*Required work:* Which rows below contain the word "target", treating uppercase and lowercase as different? Report each such row in full, without changes.

*Provided information:*

==*==

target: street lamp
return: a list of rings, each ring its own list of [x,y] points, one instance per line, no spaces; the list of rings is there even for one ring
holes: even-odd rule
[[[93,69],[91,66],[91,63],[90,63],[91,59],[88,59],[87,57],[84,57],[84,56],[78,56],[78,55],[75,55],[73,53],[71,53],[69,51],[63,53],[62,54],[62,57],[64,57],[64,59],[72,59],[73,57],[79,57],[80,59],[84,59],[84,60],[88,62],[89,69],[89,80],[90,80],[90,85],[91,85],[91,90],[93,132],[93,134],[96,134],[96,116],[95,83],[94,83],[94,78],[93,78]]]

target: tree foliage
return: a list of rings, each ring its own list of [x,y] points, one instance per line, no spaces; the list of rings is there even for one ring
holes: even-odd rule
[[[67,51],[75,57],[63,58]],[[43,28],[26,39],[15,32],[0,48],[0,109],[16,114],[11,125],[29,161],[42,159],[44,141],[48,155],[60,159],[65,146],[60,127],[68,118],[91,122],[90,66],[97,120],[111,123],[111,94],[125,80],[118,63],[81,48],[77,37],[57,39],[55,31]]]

==*==

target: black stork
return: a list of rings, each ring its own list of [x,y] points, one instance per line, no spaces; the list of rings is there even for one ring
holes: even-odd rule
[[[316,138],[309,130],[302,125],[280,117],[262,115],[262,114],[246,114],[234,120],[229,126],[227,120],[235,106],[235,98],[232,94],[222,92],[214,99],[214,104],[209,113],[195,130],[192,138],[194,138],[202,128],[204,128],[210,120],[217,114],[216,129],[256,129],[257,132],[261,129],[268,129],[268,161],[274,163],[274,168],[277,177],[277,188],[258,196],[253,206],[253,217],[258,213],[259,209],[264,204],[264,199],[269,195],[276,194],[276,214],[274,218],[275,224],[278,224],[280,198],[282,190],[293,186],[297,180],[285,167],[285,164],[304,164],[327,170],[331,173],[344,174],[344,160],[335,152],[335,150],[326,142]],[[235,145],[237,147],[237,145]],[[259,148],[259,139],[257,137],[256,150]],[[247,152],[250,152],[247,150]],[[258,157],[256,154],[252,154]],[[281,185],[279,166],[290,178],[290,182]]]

==*==

*Correct output:*
target: street lamp
target: tree foliage
target: black stork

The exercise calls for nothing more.